─── DATA

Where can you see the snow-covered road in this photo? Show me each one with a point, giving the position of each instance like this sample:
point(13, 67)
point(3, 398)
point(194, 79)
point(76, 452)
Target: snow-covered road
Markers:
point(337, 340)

──────

Report how many lines in the data contain the word "road", with no words besides the number.

2